--- Excerpt provided Enclosed Below ---
Ginkgo biloba

A current advertising blitz has introduced the American public to Ginkgo biloba, easily recognized from its distinctive fan-shaped (flabelliform) leaves. In botany textbooks ginkgo, also called the maidenhair tree, is often described as a "living fossil"--the oldest living seed plant--because leaf impressions of presumably this same species have been found in sedimentary rocks 150 million years old! A mere fifty million years ago (during the Eocene Epoch), when global climate was much milder, this species even grew in the northern forests of Alaska. Today, however, the only wild populations of this deciduous tree occur in eastern Asia.

For thousands of years in China and Japan, ginkgo was widely planted around religious temples. In those same regions ginkgo wood, hard and medium in color, has been used for decorative purposes.
--- End of Enclosed Excerpt provided ---
■ Required work
a. Reproduce the passage on ginkgo word for word, from "A current advertising" up to and including "for decorative purposes.".
b. According to the passage on ginkgo, how old are the sedimentary rocks in which the leaf impressions were found?
c. List every geographic place named in the passage on ginkgo.
--- Dataset content Enclosed Below ---
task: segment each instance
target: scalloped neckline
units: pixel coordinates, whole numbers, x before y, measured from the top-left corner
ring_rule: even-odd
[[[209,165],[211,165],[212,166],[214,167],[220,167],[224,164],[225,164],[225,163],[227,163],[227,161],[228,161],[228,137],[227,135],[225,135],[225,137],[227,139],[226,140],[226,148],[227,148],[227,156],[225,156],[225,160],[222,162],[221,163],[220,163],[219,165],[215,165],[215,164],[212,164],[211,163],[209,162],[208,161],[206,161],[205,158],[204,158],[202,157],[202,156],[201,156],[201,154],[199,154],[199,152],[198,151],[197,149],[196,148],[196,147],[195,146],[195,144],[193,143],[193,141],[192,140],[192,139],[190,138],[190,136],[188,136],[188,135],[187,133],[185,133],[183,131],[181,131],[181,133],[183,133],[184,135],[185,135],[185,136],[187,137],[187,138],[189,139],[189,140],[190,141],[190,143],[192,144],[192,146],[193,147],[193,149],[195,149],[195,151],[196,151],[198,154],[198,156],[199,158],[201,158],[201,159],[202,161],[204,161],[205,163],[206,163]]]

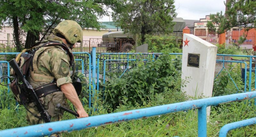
--- End of Enclosed Dataset content ---
■ Answers per task
a.
A current advertising blitz has introduced the American public to Ginkgo biloba, easily recognized from its distinctive fan-shaped (flabelliform) leaves. In botany textbooks ginkgo, also called the maidenhair tree, is often described as a "living fossil"--the oldest living seed plant--because leaf impressions of presumably this same species have been found in sedimentary rocks 150 million years old! A mere fifty million years ago (during the Eocene Epoch), when global climate was much milder, this species even grew in the northern forests of Alaska. Today, however, the only wild populations of this deciduous tree occur in eastern Asia.

For thousands of years in China and Japan, ginkgo was widely planted around religious temples. In those same regions ginkgo wood, hard and medium in color, has been used for decorative purposes.

b. 150 million years old.

c. Alaska, eastern Asia, China, Japan